Work instructions: Everything in the entries except the pictures must be duplicated exactly.

Records shown:
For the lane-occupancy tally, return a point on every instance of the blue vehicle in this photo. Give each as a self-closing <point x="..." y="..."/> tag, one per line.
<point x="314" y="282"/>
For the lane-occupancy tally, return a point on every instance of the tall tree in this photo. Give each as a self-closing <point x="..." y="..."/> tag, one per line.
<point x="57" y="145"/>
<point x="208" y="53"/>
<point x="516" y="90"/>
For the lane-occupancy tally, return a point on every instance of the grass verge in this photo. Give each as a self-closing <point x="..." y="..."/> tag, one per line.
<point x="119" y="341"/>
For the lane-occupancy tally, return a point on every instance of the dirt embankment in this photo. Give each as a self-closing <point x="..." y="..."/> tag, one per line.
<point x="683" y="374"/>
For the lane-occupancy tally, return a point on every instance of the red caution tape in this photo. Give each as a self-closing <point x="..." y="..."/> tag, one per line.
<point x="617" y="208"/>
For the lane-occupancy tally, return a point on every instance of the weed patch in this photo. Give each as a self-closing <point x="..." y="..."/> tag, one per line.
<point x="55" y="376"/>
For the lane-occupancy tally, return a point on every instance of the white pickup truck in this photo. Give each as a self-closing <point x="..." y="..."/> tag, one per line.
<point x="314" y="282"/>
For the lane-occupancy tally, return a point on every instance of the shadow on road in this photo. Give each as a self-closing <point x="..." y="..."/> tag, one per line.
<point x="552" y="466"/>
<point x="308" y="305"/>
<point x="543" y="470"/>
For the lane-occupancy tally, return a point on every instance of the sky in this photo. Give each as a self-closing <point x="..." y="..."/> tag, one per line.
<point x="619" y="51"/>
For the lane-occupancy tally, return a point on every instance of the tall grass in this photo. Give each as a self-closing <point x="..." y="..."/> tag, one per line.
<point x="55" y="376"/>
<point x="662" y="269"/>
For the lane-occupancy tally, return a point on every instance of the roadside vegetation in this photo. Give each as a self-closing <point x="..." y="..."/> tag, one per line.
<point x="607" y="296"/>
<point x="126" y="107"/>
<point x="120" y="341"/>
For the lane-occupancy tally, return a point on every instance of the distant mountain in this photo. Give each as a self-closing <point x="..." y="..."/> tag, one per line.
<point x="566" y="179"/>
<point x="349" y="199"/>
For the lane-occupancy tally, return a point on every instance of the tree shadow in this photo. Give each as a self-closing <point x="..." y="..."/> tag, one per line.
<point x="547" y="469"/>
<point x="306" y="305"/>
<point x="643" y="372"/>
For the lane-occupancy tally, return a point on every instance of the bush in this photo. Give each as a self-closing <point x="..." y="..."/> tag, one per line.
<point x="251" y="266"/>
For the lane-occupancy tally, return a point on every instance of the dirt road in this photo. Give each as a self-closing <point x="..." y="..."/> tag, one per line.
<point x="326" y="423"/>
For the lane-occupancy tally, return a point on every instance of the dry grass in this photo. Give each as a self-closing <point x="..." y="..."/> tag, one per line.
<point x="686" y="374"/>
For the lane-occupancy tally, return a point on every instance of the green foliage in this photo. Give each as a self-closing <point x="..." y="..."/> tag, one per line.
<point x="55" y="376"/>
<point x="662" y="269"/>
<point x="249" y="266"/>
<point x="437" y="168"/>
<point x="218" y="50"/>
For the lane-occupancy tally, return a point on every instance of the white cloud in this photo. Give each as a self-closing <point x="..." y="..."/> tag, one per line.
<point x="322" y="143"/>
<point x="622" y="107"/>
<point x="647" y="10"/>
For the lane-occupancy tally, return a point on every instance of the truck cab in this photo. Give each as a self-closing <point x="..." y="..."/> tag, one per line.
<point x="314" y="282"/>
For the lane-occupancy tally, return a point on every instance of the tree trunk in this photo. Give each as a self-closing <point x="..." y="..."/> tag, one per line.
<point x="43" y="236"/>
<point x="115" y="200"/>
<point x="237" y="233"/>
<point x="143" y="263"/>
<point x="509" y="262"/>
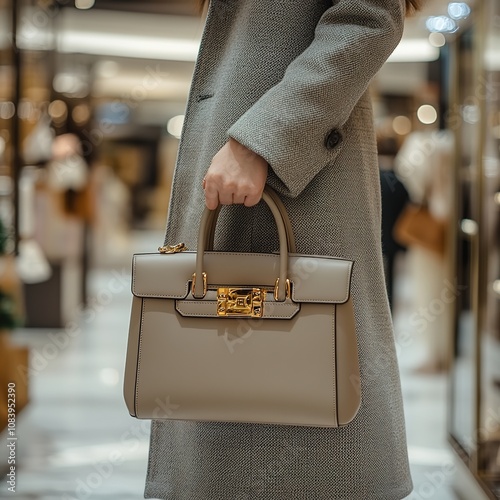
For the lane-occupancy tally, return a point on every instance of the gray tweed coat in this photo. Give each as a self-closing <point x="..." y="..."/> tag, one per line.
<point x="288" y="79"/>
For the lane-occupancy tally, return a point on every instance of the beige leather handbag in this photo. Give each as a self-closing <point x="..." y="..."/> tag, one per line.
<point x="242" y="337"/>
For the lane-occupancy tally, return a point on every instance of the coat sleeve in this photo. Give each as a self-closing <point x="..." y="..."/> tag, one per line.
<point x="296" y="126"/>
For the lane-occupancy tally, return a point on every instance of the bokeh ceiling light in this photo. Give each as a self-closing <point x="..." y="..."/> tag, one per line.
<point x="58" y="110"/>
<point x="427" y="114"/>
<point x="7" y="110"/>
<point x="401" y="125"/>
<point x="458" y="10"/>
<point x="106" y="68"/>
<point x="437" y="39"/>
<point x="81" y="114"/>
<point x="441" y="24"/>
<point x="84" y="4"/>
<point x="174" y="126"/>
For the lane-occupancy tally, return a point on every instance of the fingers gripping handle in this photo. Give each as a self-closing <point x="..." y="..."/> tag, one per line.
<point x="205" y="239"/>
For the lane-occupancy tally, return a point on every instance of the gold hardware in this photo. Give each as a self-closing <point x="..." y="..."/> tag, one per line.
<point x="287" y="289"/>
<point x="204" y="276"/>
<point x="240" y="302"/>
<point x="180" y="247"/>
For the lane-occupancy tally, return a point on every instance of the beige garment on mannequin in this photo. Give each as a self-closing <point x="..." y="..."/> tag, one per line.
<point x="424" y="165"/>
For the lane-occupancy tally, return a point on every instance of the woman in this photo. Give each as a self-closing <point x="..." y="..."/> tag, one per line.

Task output:
For the lane-occupancy tally, return a point on every instance of the blue vehicle in this photo. Give each as a self-closing <point x="..." y="..."/> tag, one per line.
<point x="314" y="282"/>
For the lane-occupancy tally, return a point on every instance of the tall tree in this photo. Give each as a self-closing <point x="..." y="..."/> tag, one per line.
<point x="57" y="145"/>
<point x="208" y="53"/>
<point x="516" y="90"/>
For the lane-occupancy tally, return a point on every instance of the grass verge in this photo. Give each as a self-closing <point x="..." y="..."/> tag, one per line.
<point x="119" y="341"/>
For the lane-occupancy tally, return a point on every instance of the dirt embankment in this photo. Give each as a self-closing <point x="..." y="..."/> tag, one per line.
<point x="683" y="374"/>
For the lane-occupancy tally, return a point on every instance of the red caution tape in this photo. Give each as a self-closing <point x="..." y="..."/> tag, one per line.
<point x="617" y="208"/>
For the lane-occupancy tally, return a point on every instance of the weed patch in this photo. Give each as a self-closing <point x="..." y="..."/> tag, one per line.
<point x="55" y="376"/>
For the lane-occupancy tally, return a point on every instance of the white pickup truck in this photo. Give each as a self-closing <point x="..." y="..."/> tag, one per line.
<point x="314" y="282"/>
For the lane-occupancy tally, return a point on every instance of the shadow on road in this photo. Give each as a self-closing <point x="..." y="..."/> tag, one per line.
<point x="552" y="466"/>
<point x="308" y="305"/>
<point x="543" y="470"/>
For the lane-occupancy tally, return a point on every instance of the sky in this photo. Give each as a self-closing <point x="..." y="..."/> tag, one per line.
<point x="619" y="51"/>
For the lane-occupancy tally, return a point on every instance of the tall grass in this photo. Give each as a self-closing <point x="..." y="..."/> tag, one per line.
<point x="55" y="376"/>
<point x="662" y="269"/>
For the lane-occupancy tally, return a point on every instance of the roadside vegetation in this photo. Give each as a self-closing <point x="..." y="..."/> tag, one per line.
<point x="607" y="296"/>
<point x="126" y="107"/>
<point x="120" y="341"/>
For the lane-occupancy tally, return a point on every instance of the distant mountain in this photo. Give each as a self-closing <point x="..." y="..."/> tag, one per line.
<point x="566" y="179"/>
<point x="349" y="199"/>
For the lane-occupancy tally, return a point on every instance of the tree shadow in this photo. Give each as a self-closing <point x="..." y="..."/> tag, one per line.
<point x="547" y="469"/>
<point x="306" y="305"/>
<point x="643" y="372"/>
For the lane-occupancy tally, return a point on every instance of the bush in this photo. Give each as a self-closing <point x="..." y="..."/> tag, one per line.
<point x="251" y="266"/>
For the lane-occupancy tally, return a point on every instance of the dirt road in this photo. Give each as a self-closing <point x="..." y="..."/> tag, one per line.
<point x="326" y="423"/>
For the lane-occupancy tally, return a point on every instance of the dry grass in this photo. Give each as a self-closing <point x="..." y="..."/> tag, one per line.
<point x="686" y="374"/>
For the lane-occupancy tally, return a point on every instance of the green foliage in this photo. Give each as a self-closing <point x="..." y="..."/> tag, one per line.
<point x="55" y="376"/>
<point x="662" y="269"/>
<point x="249" y="266"/>
<point x="437" y="168"/>
<point x="218" y="50"/>
For the lane-occupancy tally, return a point on every instance of the white cloud in this photo. Give each as a self-closing <point x="..." y="..."/> tag, one per line.
<point x="322" y="143"/>
<point x="622" y="107"/>
<point x="647" y="10"/>
For the lane-occupancy tally, return a point on every instance of the truck cab in this photo. Give each as a self-closing <point x="..." y="..."/> tag, one per line.
<point x="314" y="282"/>
For the lane-occupancy tally, return a point on every instance of the tree trunk in this photo. Give each as a self-closing <point x="..." y="..."/> tag, one per line.
<point x="43" y="236"/>
<point x="115" y="200"/>
<point x="237" y="233"/>
<point x="143" y="263"/>
<point x="509" y="262"/>
For the lane-occupancy tally, return a point on every instance of the gray tweed coat in this photo. Give each as a self-closing <point x="..." y="..."/> tag, one per line.
<point x="288" y="79"/>
For the lane-occupancy tally, return a point on every instance of the beige leather handbag in this photo. Give each as a self-closing <point x="..." y="..."/> tag, one per line.
<point x="242" y="337"/>
For the lane-occupancy tally, return a point on every instance of the coat sleeve in this photo. Give each as a self-closing <point x="..." y="..."/> tag, one per line.
<point x="296" y="126"/>
For the lane-occupancy tally, return a point on every instance of the bokeh ceiling light in this photo. Give each as a self-closing <point x="..." y="..."/> tag, one per line.
<point x="58" y="110"/>
<point x="427" y="114"/>
<point x="7" y="110"/>
<point x="401" y="125"/>
<point x="458" y="10"/>
<point x="106" y="68"/>
<point x="437" y="39"/>
<point x="81" y="114"/>
<point x="441" y="24"/>
<point x="84" y="4"/>
<point x="174" y="126"/>
For the lane-occupancy tally, return a point on every instance of the fingers gripping handle in this photo. Give each as a self-closing <point x="..." y="..."/> tag, one per line.
<point x="205" y="239"/>
For the lane-occupancy tally, return a point on every instance of the gold hardware in this photo. Give each as a self-closing <point x="..." y="..."/> tag, one per line.
<point x="287" y="289"/>
<point x="204" y="276"/>
<point x="240" y="302"/>
<point x="180" y="247"/>
For the lane-occupancy tally, return a point on every instance of the beige garment on mannequin in this photo. Give each as a self-closing <point x="..." y="..."/> tag, one per line.
<point x="424" y="165"/>
For the lane-occupancy tally, return a point on every instance of the woman in this photo. Give each as a self-closing <point x="..." y="..."/> tag, one per line.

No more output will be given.